**Material for this task:**
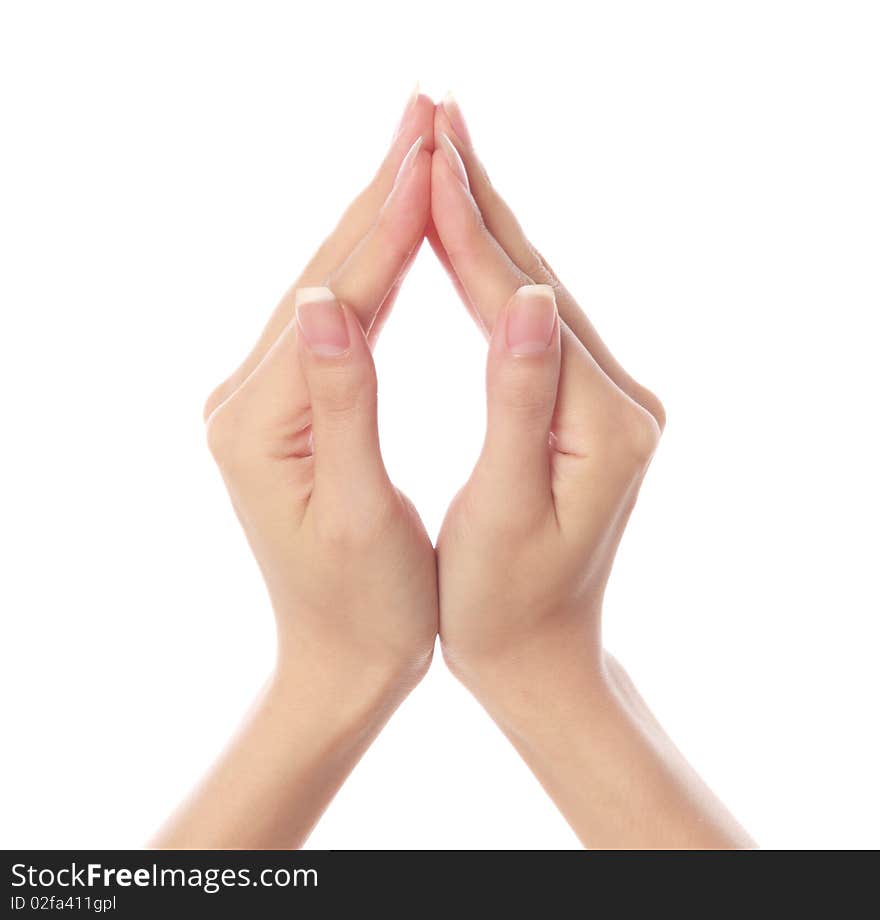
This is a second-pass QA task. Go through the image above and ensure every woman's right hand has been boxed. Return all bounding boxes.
[431,102,752,848]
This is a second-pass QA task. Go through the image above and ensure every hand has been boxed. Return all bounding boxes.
[431,95,664,678]
[155,96,437,848]
[429,101,751,847]
[205,99,436,672]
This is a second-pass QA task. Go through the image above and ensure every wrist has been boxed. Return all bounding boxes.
[269,631,433,720]
[441,615,608,728]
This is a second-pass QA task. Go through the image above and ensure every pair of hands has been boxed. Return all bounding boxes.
[170,95,750,847]
[206,90,663,700]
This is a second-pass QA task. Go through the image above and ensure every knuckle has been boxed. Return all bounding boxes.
[312,366,376,415]
[315,496,393,556]
[611,401,660,468]
[202,379,229,422]
[639,387,666,433]
[205,403,244,467]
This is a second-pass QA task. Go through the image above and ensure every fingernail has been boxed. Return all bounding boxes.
[391,80,421,141]
[294,288,349,356]
[440,132,470,191]
[392,137,422,188]
[507,284,556,355]
[443,93,473,147]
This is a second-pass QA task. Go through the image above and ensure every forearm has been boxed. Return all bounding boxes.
[454,642,754,849]
[153,653,419,849]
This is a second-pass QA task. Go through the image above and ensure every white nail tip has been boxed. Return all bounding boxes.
[513,284,556,303]
[293,287,336,307]
[440,131,470,190]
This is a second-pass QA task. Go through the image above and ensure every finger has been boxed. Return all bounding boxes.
[434,96,666,429]
[431,138,628,454]
[326,138,431,332]
[296,288,388,508]
[474,285,560,519]
[205,94,434,418]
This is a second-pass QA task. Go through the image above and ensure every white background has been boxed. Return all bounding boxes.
[0,0,880,848]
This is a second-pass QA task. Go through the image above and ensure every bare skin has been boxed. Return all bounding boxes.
[155,95,753,848]
[431,100,753,848]
[155,96,437,848]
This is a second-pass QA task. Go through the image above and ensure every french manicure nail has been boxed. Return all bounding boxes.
[507,284,556,355]
[443,93,473,147]
[391,80,421,141]
[392,137,422,188]
[294,287,349,357]
[440,132,470,191]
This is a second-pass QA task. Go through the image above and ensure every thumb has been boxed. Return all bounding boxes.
[295,287,388,504]
[476,284,560,507]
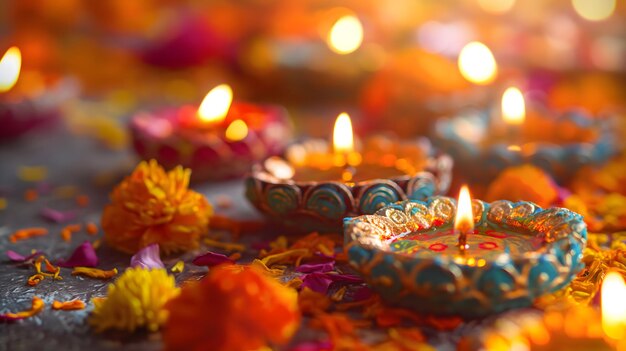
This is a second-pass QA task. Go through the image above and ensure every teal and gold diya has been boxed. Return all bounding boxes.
[344,188,587,318]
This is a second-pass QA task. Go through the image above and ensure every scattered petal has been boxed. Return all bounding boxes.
[17,166,48,182]
[72,267,117,279]
[130,244,165,269]
[302,273,363,294]
[170,261,185,273]
[85,222,98,235]
[76,195,90,207]
[300,273,333,294]
[26,273,45,286]
[296,257,335,273]
[192,251,235,267]
[7,250,43,263]
[9,227,48,243]
[39,207,76,223]
[0,296,45,322]
[57,241,98,268]
[204,239,246,251]
[24,189,39,202]
[52,300,85,311]
[289,340,333,351]
[89,268,180,332]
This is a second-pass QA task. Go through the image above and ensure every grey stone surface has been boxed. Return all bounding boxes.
[0,127,261,351]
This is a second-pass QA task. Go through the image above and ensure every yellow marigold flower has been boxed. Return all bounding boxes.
[486,165,558,207]
[89,268,180,332]
[163,265,300,351]
[102,160,213,254]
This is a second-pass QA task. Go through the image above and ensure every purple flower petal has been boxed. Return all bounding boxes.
[130,244,165,269]
[57,241,98,268]
[301,272,363,294]
[39,207,76,223]
[289,340,333,351]
[300,273,333,294]
[296,257,335,273]
[192,251,235,267]
[7,250,43,263]
[352,286,374,301]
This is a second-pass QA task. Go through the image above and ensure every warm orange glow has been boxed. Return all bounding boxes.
[333,112,354,155]
[458,41,498,85]
[198,84,233,123]
[454,185,474,233]
[478,0,515,15]
[226,119,248,141]
[572,0,617,21]
[501,87,526,125]
[263,156,296,179]
[601,272,626,340]
[327,15,363,55]
[0,46,22,93]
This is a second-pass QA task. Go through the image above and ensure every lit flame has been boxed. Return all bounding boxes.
[0,46,22,93]
[454,185,474,233]
[572,0,617,21]
[327,15,363,55]
[502,87,526,125]
[458,41,498,84]
[226,119,248,141]
[198,84,233,123]
[601,272,626,340]
[333,112,354,155]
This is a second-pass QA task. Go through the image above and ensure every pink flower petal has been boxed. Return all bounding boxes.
[39,207,76,223]
[296,256,335,273]
[130,244,165,269]
[192,251,235,267]
[7,250,43,263]
[0,314,26,322]
[57,241,98,268]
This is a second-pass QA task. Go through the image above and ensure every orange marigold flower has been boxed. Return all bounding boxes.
[163,265,300,351]
[102,160,213,254]
[52,300,85,311]
[486,165,558,207]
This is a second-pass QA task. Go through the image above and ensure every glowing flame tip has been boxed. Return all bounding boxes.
[601,271,626,340]
[327,15,363,55]
[333,112,354,154]
[454,185,474,232]
[198,84,233,123]
[458,41,498,85]
[502,87,526,125]
[0,46,22,93]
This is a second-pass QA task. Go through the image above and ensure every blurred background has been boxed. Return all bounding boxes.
[0,0,626,148]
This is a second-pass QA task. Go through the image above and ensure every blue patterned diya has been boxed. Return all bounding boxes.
[433,108,617,182]
[241,137,452,233]
[344,197,587,317]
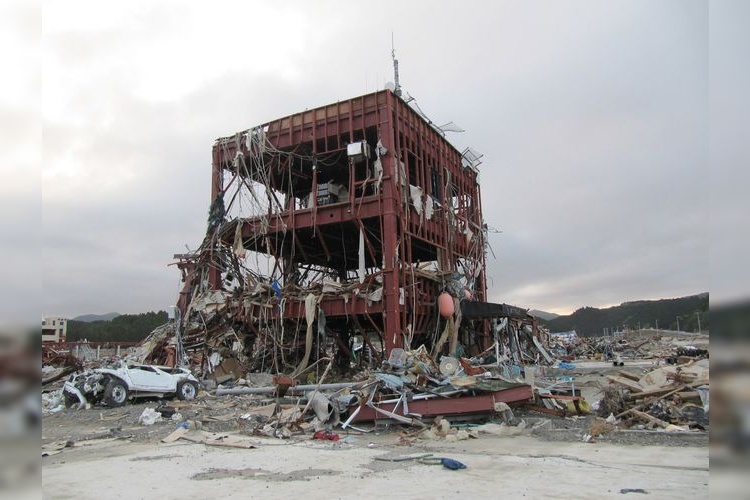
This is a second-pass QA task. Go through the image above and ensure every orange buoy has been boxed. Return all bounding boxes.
[438,292,456,318]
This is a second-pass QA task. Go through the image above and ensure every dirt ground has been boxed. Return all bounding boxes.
[42,394,709,499]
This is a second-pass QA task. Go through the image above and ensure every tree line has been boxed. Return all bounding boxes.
[542,293,709,337]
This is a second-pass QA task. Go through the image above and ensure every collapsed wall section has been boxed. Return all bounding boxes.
[178,90,490,378]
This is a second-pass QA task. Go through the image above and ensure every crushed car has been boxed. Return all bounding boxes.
[63,362,199,408]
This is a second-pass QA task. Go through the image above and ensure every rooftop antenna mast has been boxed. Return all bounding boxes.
[391,31,401,97]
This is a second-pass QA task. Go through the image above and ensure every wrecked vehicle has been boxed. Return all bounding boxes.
[63,363,198,407]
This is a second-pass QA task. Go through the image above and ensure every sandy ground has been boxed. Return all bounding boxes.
[42,420,709,499]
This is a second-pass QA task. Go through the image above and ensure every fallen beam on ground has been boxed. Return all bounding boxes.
[216,382,360,396]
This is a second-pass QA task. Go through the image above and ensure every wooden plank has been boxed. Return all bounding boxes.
[630,409,669,429]
[617,370,641,382]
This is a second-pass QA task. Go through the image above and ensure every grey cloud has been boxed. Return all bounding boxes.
[43,2,708,315]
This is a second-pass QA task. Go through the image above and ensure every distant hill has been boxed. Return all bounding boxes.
[73,313,120,323]
[529,309,560,321]
[544,293,709,337]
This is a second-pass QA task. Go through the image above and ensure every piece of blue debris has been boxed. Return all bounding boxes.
[440,458,466,470]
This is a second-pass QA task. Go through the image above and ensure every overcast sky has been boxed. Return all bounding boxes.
[26,0,747,317]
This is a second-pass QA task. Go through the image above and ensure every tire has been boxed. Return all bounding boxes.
[177,380,198,401]
[103,379,129,408]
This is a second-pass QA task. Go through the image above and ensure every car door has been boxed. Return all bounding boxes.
[128,365,174,392]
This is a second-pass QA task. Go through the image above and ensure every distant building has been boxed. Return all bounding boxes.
[42,317,68,343]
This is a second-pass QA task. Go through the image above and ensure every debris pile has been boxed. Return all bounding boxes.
[599,359,709,432]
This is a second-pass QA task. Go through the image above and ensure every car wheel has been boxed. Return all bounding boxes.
[104,379,128,408]
[177,380,198,401]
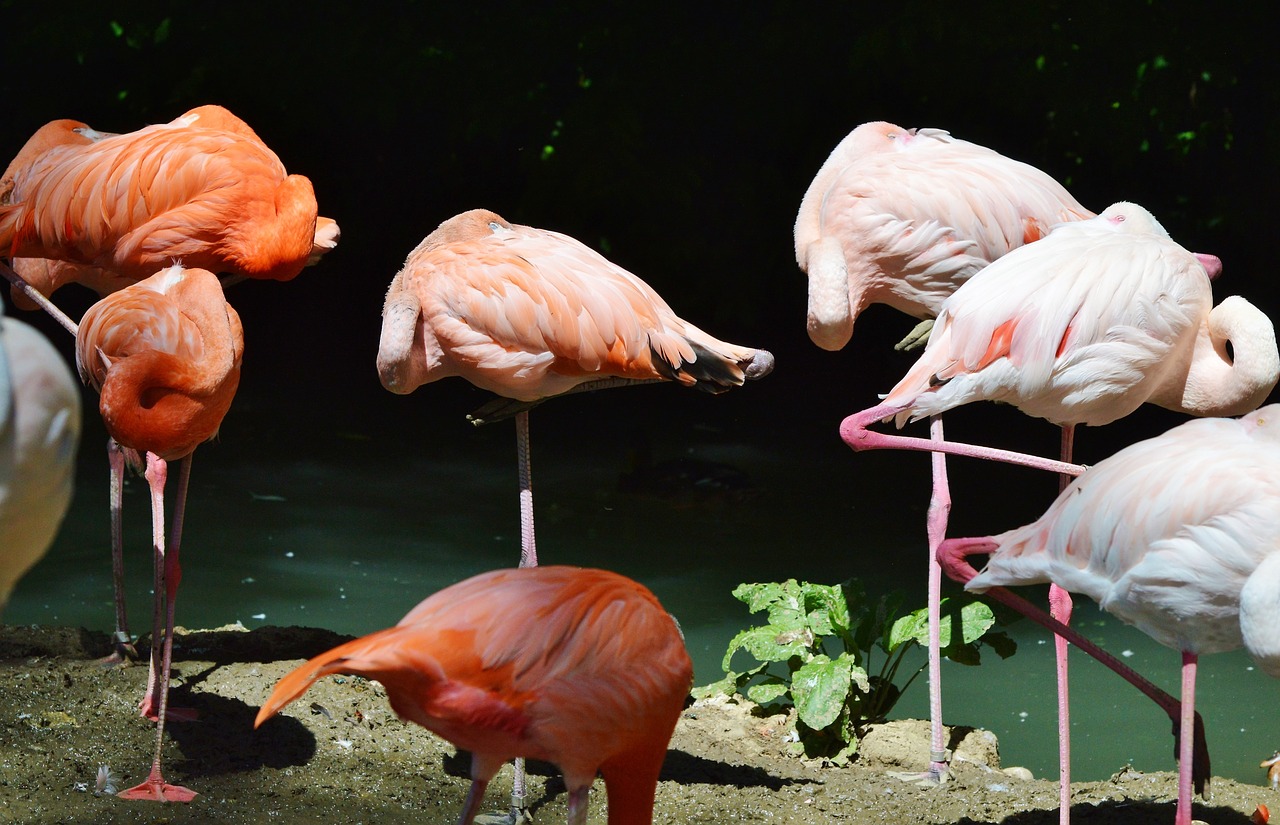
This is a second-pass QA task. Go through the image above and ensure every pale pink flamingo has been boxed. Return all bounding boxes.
[0,315,81,613]
[841,195,1280,793]
[253,567,694,825]
[0,106,339,659]
[940,404,1280,825]
[76,265,244,802]
[378,210,773,816]
[795,122,1093,779]
[795,122,1093,349]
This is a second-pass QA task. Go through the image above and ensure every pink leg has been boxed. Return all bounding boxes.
[118,453,196,802]
[1174,650,1197,825]
[840,404,1084,476]
[508,409,538,822]
[566,785,591,825]
[938,537,1211,793]
[927,416,951,783]
[1048,425,1075,825]
[516,409,538,567]
[0,262,79,335]
[102,439,138,664]
[458,779,489,825]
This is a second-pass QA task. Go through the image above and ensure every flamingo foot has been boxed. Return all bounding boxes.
[888,762,951,788]
[115,766,196,802]
[472,806,534,825]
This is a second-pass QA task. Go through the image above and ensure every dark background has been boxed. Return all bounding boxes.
[0,0,1280,521]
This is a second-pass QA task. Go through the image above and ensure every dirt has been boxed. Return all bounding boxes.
[0,627,1280,825]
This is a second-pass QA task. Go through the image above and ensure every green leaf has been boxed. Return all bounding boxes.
[883,608,929,654]
[940,596,996,650]
[721,624,812,672]
[690,673,737,698]
[746,682,787,705]
[791,654,854,730]
[800,582,849,636]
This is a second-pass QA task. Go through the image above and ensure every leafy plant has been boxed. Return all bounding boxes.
[694,578,1015,764]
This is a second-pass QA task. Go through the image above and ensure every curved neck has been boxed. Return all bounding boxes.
[1152,295,1280,416]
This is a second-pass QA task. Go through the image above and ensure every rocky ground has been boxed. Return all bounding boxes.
[0,627,1280,825]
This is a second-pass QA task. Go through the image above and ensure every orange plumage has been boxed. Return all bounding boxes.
[0,106,338,309]
[255,567,692,825]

**Directions:** Return the lines above without alteration, beginning with the line that contains "knuckle has been boxed. Return all bounding boxes." and ending with the line that contains "[205,403,244,467]", with both of those lines included.

**Answer in full:**
This is a second-pass QA task. Go through the image above and ensure every knuckle has been boxed. Return all bounding boxes.
[312,366,376,415]
[315,496,393,556]
[611,401,660,468]
[202,379,229,422]
[639,387,666,433]
[205,403,244,467]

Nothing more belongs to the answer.